== Отрывок ==
☆ ☆ ☆ ☆

И тени их качались на пороге,
безмолвный разговор они вели,
красивые и мудрые, как боги,
и грустные, как жители земли.

           Такой подход к человеку, конечно, тоже резко разделял авторскую песню и официальную культуру (в том числе и массовую песню), где подлинный гуманизм был подменён высокопарной риторикой («Человек проходит как хозяин необъятной Родины своей» — В.Лебедев-Кумач). Этой риторике противостояло и элегическое начало в авторской песне, восходящее к жанру романса, с которым авторская песня генетически тесно связана и которому во многом обязана своей задушевной, доверительной интонацией. Это ощущается, например, в песне «Полночный троллейбус» того же Окуджавы (1957), уже самим зачином отменявшей плакатно-оптимистическое представление о «советском человеке», которому, по словам уже цитированного выше официозного стихотворца-песенника, «с каждым днём всё радостнее жить»...

Когда мне невмочь пересилить беду,
когда подступает отчаянье...

☆ ☆ ☆ ☆

== Исходные данные ==
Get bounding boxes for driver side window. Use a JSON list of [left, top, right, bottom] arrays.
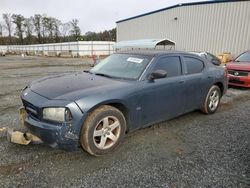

☆ ☆ ☆ ☆

== Что требуется ==
Какую песню Окуджавы 1957 года называет отрывок об авторской песне?

== Решение задания ==
Это песня «Полночный троллейбус».